**Extract to read**
*** Begin section ***

More than 100 doctors, medical professionals, and emergency room physicians in the Houston area have signed their names to a letter condemning Republican Rep. Daniel Crenshaw for spreading misinformation during the Covid-19 pandemic, which has been ravaging the Texas city hard in recent weeks.
The doctors didn’t mince their words.
“The COVID-19 pandemic should not be a partisan issue — that’s why even Governor Abbott is finally stalling the reopening process and implementing the mask mandates that he unwisely blocked just two short months ago,” the medical workers, who are primarily women, wrote in the letter, which is first being reported on by The Intercept. “Dan Crenshaw, on the other hand, has spewed lies for the past four months — minimizing the threat we face and spreading dangerous disinformation for self-indulgent headlines.”
Doctors rarely ever make such pointed political statements, but the urgency of the coronavirus crisis — and the real harm caused by disinformation spread by elected officials — prompted the Houston-area physicians to speak up, especially as Republicans in the state continued to promote large, indoor gatherings against the advice of public health experts.
“As everyone is seeing right now with Dr. Fauci, the medical community is just getting raked over the coals, and undermined and blamed,” Dr. Christina Propst, a pediatrician in Houston who helped to organize the letter, told The Intercept. “If you’re a physician working in places like Texas and Florida, you’re just battling disinformation constantly, and it gets so exhausting and frustrating.”
The list of Crenshaw’s comments undermining the seriousness of the pandemic runs long. He has also taken it upon himself to strongly defend the Trump administration’s response to the public health crisis. In mid-April, the first-term representative recorded a video entitled “Debunking the Left’s COVID-19 Narrative” where he defended President Donald Trump’s pandemic response. (Trump tweeted the video, describing it as “BRILLIANT, A MUST-WATCH.”) Crenshaw’s campaign did not return a request for comment.

*** End section ***

Saved entries
*** Begin section ***

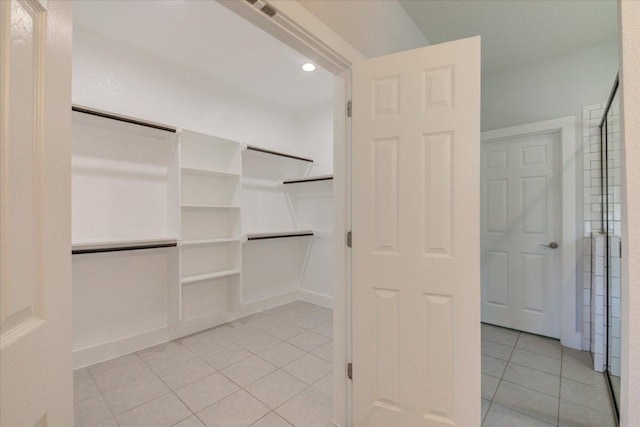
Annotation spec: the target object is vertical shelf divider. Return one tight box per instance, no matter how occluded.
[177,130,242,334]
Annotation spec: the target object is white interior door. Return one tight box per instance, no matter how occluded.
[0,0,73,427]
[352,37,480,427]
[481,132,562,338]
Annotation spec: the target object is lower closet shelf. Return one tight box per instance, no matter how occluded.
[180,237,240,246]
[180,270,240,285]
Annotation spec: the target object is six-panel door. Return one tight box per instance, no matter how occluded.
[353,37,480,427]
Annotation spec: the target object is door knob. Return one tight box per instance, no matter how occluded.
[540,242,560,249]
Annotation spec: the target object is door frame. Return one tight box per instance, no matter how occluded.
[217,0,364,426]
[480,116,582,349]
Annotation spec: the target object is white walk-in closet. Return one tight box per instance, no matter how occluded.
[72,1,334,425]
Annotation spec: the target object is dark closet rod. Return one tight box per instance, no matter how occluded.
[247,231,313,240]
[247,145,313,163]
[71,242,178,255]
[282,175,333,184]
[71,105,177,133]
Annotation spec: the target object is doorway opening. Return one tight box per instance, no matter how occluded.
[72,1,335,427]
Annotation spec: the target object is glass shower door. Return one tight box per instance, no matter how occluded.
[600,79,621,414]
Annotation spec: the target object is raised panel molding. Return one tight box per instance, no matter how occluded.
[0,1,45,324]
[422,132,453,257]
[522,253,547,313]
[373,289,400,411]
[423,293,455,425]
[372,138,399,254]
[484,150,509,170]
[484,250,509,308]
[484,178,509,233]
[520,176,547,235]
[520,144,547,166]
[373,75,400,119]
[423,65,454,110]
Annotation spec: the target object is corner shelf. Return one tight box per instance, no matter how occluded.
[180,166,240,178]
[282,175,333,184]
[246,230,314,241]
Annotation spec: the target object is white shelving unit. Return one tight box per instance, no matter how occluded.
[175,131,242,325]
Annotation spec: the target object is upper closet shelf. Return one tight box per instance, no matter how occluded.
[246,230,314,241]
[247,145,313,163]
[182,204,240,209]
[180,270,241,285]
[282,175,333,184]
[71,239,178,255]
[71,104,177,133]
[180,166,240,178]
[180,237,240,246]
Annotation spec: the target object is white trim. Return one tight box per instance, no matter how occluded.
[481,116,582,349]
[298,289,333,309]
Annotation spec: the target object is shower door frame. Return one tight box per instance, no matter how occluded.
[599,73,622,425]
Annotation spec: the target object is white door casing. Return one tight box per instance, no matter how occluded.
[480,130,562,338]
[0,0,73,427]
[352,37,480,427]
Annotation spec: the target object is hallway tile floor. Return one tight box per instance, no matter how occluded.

*** End section ***

**Work instruction 1**
List every person named in the article about the Houston doctors' letter criticizing Daniel Crenshaw.
**Work instruction 2**
Continue the article about the Houston doctors' letter criticizing Daniel Crenshaw, starting after its final sentence.

**Response box 1**
Daniel Crenshaw, Governor Abbott, Dr. Fauci, Dr. Christina Propst, Donald Trump

**Response box 2**
On Wednesday, Houston reported 16 new deaths from Covid-19, the first time the city had reported double-digit fatalities since the virus hit the region in March. The deaths were linked to cases that were reported in June, as the past month has seen the number of cases skyrocket in Texas and the greater Houston area.
Between Memorial Day and mid-June, Texas’s hospitalization rate shot up by 36 percent, a fact that Crenshaw has downplayed. “If you just hear 36 percent increase, that does sound like a lot. … In reality, it’s under 500 additional hospitalizations out of a state of 30 million people,” he said on his podcast. “So it’s really not a lot. … We’re so far away from being in over-capacity or even close to it that it’s laughable.”
When a Harris County judge said around the same time that Texas “may be approaching the precipice of a disaster” Crenshaw blasted her for “pure and simple fear mongering.” He also added that “people have figured out what they need to do to remain safe.” A few weeks later, he argued that “prolonged and universal closures” had been “devastating for learning and health.”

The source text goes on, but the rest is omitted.